Instructions to follow → Restate word for word the line with "Every instance of the stone" and the rest of the listing after it, ending at the final line, and include nothing else.

Supplied information →
---------------
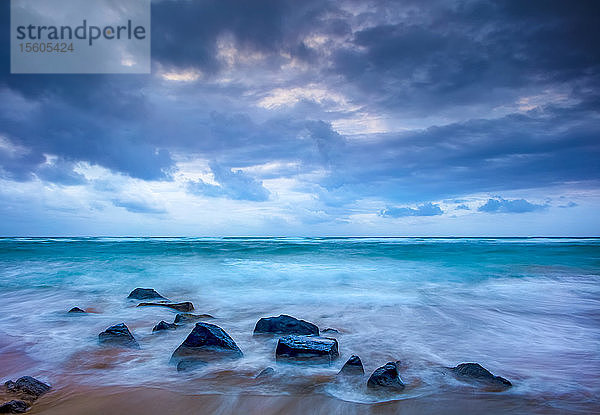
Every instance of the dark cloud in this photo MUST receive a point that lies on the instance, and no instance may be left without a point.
(427, 209)
(500, 205)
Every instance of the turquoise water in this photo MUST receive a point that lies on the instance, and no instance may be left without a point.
(527, 309)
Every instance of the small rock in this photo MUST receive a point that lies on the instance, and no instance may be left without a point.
(14, 407)
(352, 367)
(118, 335)
(145, 294)
(476, 372)
(183, 307)
(27, 387)
(190, 318)
(386, 377)
(313, 348)
(265, 373)
(285, 324)
(207, 342)
(163, 325)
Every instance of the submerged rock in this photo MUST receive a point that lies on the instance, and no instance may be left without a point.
(184, 307)
(386, 377)
(13, 407)
(207, 342)
(27, 387)
(145, 294)
(310, 348)
(476, 372)
(118, 335)
(163, 325)
(353, 366)
(185, 318)
(285, 324)
(265, 373)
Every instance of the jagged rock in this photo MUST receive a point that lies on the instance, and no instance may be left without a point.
(353, 366)
(163, 325)
(183, 307)
(207, 342)
(386, 377)
(190, 318)
(27, 387)
(476, 372)
(265, 373)
(309, 348)
(14, 407)
(145, 294)
(118, 335)
(285, 324)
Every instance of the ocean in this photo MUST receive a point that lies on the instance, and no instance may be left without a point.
(527, 309)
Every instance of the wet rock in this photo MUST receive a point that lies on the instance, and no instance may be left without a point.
(163, 325)
(190, 364)
(118, 335)
(386, 378)
(309, 348)
(14, 407)
(353, 366)
(265, 373)
(145, 294)
(185, 318)
(476, 372)
(27, 387)
(207, 342)
(285, 324)
(184, 307)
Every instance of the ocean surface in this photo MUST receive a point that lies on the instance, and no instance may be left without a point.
(526, 309)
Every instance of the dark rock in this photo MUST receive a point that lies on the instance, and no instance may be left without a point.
(183, 307)
(265, 373)
(145, 294)
(352, 367)
(118, 335)
(313, 348)
(207, 342)
(163, 325)
(386, 377)
(27, 387)
(14, 407)
(190, 318)
(285, 324)
(190, 364)
(476, 372)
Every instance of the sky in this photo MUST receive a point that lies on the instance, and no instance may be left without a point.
(315, 118)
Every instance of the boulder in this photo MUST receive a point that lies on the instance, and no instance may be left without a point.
(118, 335)
(265, 373)
(13, 407)
(145, 294)
(27, 387)
(352, 367)
(184, 318)
(386, 378)
(477, 373)
(285, 324)
(163, 325)
(309, 348)
(207, 342)
(184, 307)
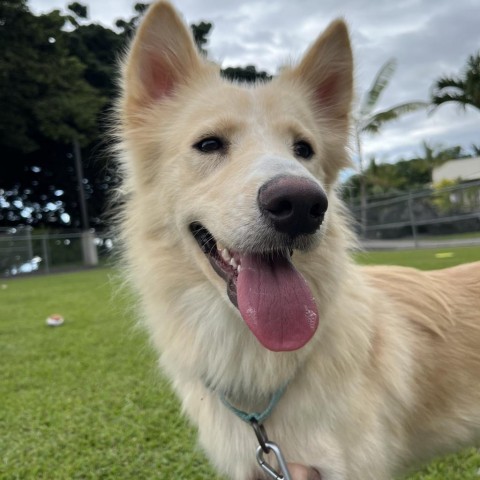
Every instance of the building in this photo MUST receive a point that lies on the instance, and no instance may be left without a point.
(462, 169)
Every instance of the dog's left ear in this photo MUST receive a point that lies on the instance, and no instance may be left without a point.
(327, 71)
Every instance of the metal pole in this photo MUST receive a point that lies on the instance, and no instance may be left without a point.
(45, 253)
(412, 219)
(81, 187)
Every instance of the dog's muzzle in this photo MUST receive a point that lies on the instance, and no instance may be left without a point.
(293, 205)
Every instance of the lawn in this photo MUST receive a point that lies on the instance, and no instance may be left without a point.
(85, 400)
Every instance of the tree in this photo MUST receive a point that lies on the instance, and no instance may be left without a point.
(368, 121)
(45, 102)
(463, 90)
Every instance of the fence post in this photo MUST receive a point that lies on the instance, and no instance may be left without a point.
(45, 253)
(412, 219)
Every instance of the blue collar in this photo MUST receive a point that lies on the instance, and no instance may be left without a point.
(259, 417)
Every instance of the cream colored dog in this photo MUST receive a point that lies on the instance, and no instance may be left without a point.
(239, 248)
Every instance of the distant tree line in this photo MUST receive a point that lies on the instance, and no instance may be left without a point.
(57, 86)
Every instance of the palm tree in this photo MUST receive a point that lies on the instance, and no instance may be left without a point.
(463, 90)
(368, 121)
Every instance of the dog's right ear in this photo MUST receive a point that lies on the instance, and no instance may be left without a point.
(162, 56)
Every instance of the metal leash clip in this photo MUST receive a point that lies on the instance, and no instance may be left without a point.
(265, 446)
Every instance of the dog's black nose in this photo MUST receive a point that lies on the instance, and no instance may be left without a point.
(295, 205)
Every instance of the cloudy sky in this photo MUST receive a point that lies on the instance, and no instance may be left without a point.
(428, 38)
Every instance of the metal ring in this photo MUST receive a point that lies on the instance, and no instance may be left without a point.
(261, 435)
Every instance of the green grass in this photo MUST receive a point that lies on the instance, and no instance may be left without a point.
(426, 259)
(85, 400)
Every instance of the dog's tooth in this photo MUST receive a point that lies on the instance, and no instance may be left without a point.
(226, 255)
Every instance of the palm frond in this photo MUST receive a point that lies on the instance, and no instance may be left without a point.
(373, 123)
(382, 79)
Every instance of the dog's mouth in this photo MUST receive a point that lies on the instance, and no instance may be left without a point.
(273, 298)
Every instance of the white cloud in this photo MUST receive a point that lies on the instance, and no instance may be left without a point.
(428, 39)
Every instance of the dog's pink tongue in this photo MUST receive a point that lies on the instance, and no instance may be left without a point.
(275, 302)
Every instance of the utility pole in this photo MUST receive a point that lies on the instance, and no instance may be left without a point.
(77, 156)
(89, 249)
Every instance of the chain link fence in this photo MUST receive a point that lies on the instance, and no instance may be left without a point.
(421, 215)
(24, 251)
(415, 219)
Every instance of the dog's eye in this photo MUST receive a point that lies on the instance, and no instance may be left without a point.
(303, 150)
(210, 145)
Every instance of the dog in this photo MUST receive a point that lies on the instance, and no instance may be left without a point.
(240, 249)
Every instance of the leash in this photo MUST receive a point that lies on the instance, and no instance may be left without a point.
(255, 420)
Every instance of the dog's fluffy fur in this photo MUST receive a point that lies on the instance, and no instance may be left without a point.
(391, 376)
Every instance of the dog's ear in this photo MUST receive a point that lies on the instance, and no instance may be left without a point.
(327, 71)
(162, 56)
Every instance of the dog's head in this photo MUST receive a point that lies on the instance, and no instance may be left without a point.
(236, 177)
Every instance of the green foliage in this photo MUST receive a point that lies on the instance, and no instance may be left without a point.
(368, 121)
(43, 94)
(200, 34)
(57, 84)
(404, 175)
(248, 74)
(463, 90)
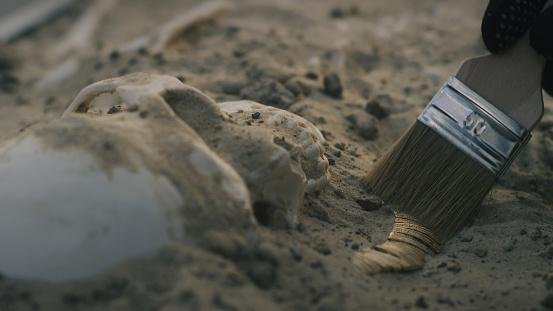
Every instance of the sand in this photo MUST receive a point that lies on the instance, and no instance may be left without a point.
(360, 71)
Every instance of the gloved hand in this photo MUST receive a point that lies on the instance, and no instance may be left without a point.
(506, 21)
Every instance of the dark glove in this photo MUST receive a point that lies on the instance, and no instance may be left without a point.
(506, 21)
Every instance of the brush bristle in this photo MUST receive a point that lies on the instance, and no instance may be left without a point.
(429, 179)
(436, 190)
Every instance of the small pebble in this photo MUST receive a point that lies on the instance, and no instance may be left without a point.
(370, 203)
(332, 86)
(481, 252)
(421, 303)
(374, 108)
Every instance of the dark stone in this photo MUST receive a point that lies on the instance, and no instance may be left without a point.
(421, 303)
(312, 76)
(466, 238)
(454, 267)
(323, 249)
(231, 87)
(366, 126)
(370, 203)
(332, 86)
(363, 60)
(481, 252)
(269, 92)
(337, 12)
(368, 131)
(8, 82)
(114, 55)
(294, 252)
(374, 108)
(548, 254)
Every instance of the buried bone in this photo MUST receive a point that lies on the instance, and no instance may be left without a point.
(101, 185)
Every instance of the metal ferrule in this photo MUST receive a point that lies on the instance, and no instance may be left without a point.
(475, 126)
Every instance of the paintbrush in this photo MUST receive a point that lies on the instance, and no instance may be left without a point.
(439, 172)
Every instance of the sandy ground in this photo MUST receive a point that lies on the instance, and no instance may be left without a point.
(390, 56)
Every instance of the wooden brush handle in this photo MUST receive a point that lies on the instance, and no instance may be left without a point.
(511, 81)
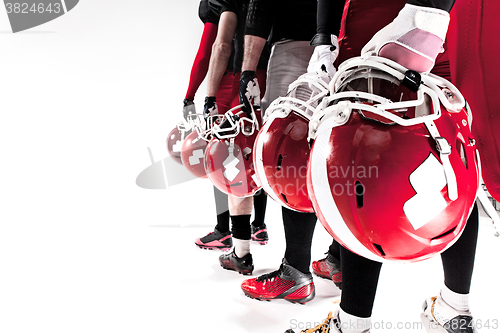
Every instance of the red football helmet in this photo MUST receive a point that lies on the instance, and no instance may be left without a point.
(228, 158)
(193, 153)
(282, 148)
(176, 138)
(393, 171)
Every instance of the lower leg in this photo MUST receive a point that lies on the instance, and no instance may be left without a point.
(299, 230)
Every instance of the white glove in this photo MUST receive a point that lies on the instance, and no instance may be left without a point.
(188, 108)
(323, 58)
(414, 39)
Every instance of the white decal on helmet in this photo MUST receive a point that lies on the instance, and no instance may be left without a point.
(177, 146)
(197, 156)
(427, 180)
(230, 165)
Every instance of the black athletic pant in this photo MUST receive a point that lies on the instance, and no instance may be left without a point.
(299, 230)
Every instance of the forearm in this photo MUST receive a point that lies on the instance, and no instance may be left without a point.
(439, 4)
(253, 48)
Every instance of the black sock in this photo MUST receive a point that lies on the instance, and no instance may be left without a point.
(458, 260)
(359, 283)
(241, 226)
(299, 230)
(222, 209)
(334, 249)
(259, 205)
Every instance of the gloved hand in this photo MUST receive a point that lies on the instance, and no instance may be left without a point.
(210, 107)
(249, 92)
(324, 55)
(413, 39)
(188, 108)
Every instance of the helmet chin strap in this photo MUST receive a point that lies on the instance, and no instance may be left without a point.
(444, 149)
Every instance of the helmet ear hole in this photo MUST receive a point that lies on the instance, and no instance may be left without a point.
(463, 155)
(379, 249)
(444, 233)
(359, 191)
(247, 153)
(280, 161)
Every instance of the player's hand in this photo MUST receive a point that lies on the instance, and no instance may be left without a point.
(210, 107)
(414, 39)
(249, 92)
(188, 108)
(325, 53)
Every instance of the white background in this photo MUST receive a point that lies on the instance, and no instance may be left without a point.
(83, 248)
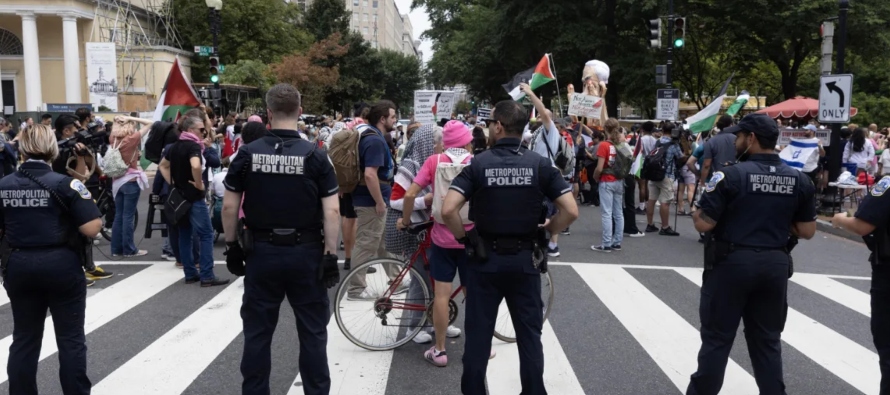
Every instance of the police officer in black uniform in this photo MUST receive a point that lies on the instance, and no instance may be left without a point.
(292, 223)
(755, 210)
(41, 214)
(872, 222)
(505, 186)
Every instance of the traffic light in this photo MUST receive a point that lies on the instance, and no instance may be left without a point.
(655, 33)
(214, 69)
(679, 32)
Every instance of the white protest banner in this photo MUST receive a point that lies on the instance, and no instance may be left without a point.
(785, 136)
(430, 106)
(582, 105)
(102, 75)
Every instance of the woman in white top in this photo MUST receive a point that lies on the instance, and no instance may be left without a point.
(859, 151)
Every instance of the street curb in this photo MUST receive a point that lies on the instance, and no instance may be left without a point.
(825, 226)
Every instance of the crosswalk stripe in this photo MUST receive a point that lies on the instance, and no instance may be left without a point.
(837, 291)
(105, 306)
(559, 377)
(841, 356)
(172, 362)
(668, 338)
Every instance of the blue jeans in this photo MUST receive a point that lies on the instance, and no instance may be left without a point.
(611, 204)
(198, 224)
(124, 213)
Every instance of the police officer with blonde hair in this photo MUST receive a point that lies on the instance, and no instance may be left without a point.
(45, 217)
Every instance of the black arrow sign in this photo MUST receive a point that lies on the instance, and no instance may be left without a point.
(832, 87)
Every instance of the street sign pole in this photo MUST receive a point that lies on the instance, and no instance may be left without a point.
(836, 151)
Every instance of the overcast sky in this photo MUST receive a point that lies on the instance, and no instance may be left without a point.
(420, 22)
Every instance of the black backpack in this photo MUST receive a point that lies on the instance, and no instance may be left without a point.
(655, 164)
(162, 133)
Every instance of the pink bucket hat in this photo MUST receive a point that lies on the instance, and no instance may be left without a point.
(456, 135)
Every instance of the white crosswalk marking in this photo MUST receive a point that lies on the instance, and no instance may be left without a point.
(670, 340)
(105, 306)
(844, 294)
(172, 362)
(189, 347)
(845, 358)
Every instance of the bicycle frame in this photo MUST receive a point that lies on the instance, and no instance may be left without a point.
(420, 253)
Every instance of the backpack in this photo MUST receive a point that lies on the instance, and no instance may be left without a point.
(655, 164)
(162, 133)
(623, 162)
(445, 174)
(114, 164)
(345, 157)
(565, 155)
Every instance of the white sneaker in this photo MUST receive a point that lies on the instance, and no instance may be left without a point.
(423, 337)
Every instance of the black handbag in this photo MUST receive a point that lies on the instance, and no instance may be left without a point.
(176, 208)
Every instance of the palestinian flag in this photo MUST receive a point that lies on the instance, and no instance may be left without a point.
(534, 77)
(739, 103)
(177, 96)
(704, 120)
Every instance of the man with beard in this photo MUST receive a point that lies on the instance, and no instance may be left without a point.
(755, 210)
(371, 196)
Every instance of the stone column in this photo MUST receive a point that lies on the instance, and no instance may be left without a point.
(72, 59)
(33, 89)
---------------
Answer to the exercise →
Every instance of the stone column in this photo MUST receive a point that lies on the instance, and no instance may be left without a point.
(72, 59)
(33, 89)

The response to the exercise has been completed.